──────── Data under study ────────

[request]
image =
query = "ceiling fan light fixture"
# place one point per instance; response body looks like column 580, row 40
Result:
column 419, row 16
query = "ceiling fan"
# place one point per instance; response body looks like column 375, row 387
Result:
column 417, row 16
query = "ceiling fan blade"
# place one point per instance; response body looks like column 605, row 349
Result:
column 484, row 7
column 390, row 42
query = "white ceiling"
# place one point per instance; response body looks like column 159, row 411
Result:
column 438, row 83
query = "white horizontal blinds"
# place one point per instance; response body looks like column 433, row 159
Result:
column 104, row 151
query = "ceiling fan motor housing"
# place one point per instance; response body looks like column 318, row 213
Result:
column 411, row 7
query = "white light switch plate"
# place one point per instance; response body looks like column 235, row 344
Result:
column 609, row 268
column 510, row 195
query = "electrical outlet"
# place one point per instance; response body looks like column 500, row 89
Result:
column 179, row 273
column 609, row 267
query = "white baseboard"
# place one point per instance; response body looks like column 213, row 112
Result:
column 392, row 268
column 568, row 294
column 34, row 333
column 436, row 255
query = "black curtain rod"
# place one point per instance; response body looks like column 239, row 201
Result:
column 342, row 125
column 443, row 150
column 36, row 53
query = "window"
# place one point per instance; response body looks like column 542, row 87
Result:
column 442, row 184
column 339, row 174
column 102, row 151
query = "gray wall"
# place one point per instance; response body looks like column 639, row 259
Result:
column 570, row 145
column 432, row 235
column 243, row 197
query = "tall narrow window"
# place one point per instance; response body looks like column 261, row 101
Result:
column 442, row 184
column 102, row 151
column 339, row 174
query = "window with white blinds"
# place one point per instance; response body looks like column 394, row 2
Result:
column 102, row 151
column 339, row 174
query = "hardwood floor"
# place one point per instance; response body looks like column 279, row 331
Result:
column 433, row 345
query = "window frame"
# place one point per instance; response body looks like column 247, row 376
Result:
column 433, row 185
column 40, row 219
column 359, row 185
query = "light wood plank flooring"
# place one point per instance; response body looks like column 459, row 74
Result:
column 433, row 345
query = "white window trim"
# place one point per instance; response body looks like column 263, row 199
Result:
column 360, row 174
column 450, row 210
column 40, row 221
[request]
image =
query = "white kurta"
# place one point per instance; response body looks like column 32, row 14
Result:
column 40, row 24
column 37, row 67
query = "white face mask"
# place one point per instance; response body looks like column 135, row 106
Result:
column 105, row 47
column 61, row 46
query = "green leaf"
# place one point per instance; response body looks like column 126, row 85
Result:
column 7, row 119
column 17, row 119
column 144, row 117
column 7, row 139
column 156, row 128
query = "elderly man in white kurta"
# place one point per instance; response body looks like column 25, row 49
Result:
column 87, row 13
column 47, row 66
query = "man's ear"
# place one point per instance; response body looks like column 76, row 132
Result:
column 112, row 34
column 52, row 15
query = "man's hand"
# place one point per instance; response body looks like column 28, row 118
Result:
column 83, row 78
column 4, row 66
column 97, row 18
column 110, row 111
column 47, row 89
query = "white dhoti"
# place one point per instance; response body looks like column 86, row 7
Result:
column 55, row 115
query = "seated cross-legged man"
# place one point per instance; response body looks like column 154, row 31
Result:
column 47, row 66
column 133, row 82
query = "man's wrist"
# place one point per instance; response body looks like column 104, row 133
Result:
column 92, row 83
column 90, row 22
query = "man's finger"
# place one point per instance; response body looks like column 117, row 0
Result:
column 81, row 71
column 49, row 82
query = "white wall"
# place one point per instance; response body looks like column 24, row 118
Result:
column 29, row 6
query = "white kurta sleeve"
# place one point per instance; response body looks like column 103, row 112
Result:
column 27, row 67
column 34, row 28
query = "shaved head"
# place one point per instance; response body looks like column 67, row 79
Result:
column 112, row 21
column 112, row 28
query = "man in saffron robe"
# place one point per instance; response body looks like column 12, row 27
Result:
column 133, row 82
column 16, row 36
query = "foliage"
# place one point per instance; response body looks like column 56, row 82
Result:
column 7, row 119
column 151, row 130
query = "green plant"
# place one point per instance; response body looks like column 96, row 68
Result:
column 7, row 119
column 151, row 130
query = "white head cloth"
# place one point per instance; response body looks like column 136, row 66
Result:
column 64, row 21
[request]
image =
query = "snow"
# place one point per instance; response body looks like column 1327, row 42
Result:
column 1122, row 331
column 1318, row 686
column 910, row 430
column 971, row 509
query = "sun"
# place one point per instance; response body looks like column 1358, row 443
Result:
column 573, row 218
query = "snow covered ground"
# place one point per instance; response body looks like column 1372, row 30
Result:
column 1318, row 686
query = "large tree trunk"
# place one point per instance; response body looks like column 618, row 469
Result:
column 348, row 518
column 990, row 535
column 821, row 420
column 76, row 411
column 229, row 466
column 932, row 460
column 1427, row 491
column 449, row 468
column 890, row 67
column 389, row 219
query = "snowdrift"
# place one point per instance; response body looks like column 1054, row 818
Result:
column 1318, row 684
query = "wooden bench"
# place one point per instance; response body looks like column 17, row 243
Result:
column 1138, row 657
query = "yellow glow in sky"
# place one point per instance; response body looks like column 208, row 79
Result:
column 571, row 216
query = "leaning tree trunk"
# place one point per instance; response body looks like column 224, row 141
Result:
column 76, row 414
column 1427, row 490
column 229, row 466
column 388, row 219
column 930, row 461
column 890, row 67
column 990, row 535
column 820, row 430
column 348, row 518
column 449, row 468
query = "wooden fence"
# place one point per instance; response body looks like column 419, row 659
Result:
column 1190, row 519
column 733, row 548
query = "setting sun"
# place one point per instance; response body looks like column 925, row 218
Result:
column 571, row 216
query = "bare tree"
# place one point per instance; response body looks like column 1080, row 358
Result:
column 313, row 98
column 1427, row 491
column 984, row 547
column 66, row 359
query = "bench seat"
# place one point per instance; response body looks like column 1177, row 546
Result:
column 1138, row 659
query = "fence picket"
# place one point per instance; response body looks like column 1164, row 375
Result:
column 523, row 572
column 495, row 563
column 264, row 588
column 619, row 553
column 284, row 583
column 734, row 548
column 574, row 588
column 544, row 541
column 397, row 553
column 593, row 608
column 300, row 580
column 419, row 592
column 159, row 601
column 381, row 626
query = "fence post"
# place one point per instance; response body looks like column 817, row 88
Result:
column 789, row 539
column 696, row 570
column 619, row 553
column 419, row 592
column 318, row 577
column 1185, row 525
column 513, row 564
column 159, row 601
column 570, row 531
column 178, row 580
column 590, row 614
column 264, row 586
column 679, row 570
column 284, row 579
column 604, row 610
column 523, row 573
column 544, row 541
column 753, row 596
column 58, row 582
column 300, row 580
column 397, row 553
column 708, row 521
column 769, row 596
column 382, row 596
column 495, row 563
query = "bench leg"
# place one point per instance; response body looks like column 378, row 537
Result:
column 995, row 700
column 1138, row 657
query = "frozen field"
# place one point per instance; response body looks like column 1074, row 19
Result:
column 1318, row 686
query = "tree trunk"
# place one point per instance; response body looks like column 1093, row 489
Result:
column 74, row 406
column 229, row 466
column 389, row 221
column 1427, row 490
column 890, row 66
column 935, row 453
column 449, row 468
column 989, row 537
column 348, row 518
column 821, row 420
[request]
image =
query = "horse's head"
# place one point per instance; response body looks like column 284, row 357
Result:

────────

Required work —
Please restate, word for word, the lines of the entries that run from the first line through the one holding "433, row 159", and add nothing.

Exercise output —
[request]
image =
query = "ceiling fan light fixture"
# place one point per instance; response body looks like column 580, row 40
Result:
column 419, row 16
query = "ceiling fan"
# place one point per instance; response body looks like column 375, row 387
Result:
column 417, row 16
query = "ceiling fan blade"
# place one point per instance; response body looks like column 605, row 349
Result:
column 484, row 7
column 390, row 42
query = "white ceiling"
# place one point per instance; response body looks like column 159, row 411
Result:
column 438, row 83
query = "white horizontal blinds"
# place one point per instance; response body looks like column 433, row 159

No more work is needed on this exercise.